**TO DO**
• 1. Answer these from the passage on Boston's tech scene:
(a) Where was the job that the recruiter called about?
(b) In which fields have most of Boston's big winners of the last 15 years been?
(c) Measured by venture investing, how large is Boston compared with Silicon Valley?
• 2. Can you resume the passage on Boston's tech scene, starting right after its last sentence?

+++ SOURCE TEXT +++

Boston does matter
Recently, a recruiter who called me about a job in San Francisco told me that Boston doesn’t matter anymore. She meant that it doesn’t have market-changing tech companies in the way it did in the 1980s, so publishers don’t need to have full-time reporters here. That’s kind of true; most of Boston’s big winners in the last 15 years have been in biotech or medical devices. The most prominent tech companies now are Google, Facebook, Amazon and Apple, all of which dominate consumer markets and as a side-effect of their popularity are forcing companies to remake what they do. None of these companies are based in the Boston area, and except for Amazon, they’re all helping to drive the tech economy in Silicon Valley. Boston remains a flourishing place for technology development, but measured by venture investing it’s about a quarter of the size of Silicon Valley, making it a very large outpost.

+++ DATASET CONTENT +++

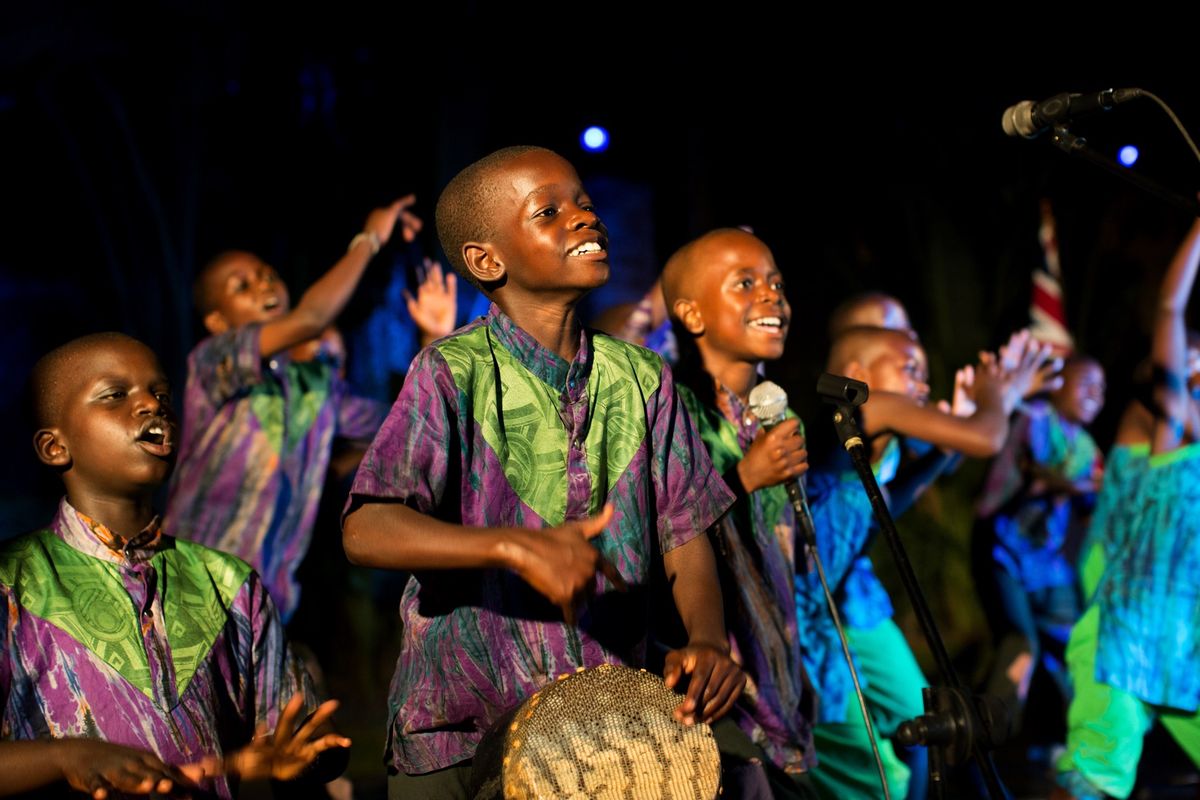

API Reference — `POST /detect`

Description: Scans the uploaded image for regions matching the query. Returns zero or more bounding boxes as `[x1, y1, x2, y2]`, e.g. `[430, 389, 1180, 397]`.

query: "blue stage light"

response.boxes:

+++

**ANSWERS GIVEN**
• 1.
(a) San Francisco.
(b) Biotech or medical devices.
(c) About a quarter of the size.

• 2.
The challenge for companies outside of Silicon Valley is stock price. Silicon Valley companies dominate the most valuable tech companies when measured by stock price: Apple, Google and Facebook are 1, 2 and 5. Microsoft (Seattle) is 3, IBM (New York) is 4. Silicon Valley’s Oracle, Intel and Cisco are 6, 9 and 10. Seattle’s Amazon is 7, San Diego’s Qualcomm is 8. The Boston area’s most valuable tech company is EMC, which is valued at about half of Cisco. By this measure, Boston is not very relevant. Plus, this analysis by Jeff Bussgang and Juan Leung Li show that it’s been 13 years since a Boston tech company was founded that reached a multi-billion dollar valuation.
Stock prices are one reason why. Companies like IBM and Oracle have stock values near $200 billion. That gives them the ability to just buy companies that have good ideas and have grown to a certain point, where IBM and Oracle can then suck them into their suite of software. Oracle did it to Endeca in 2011, buying that fast-growing Cambridge company for $1 billion.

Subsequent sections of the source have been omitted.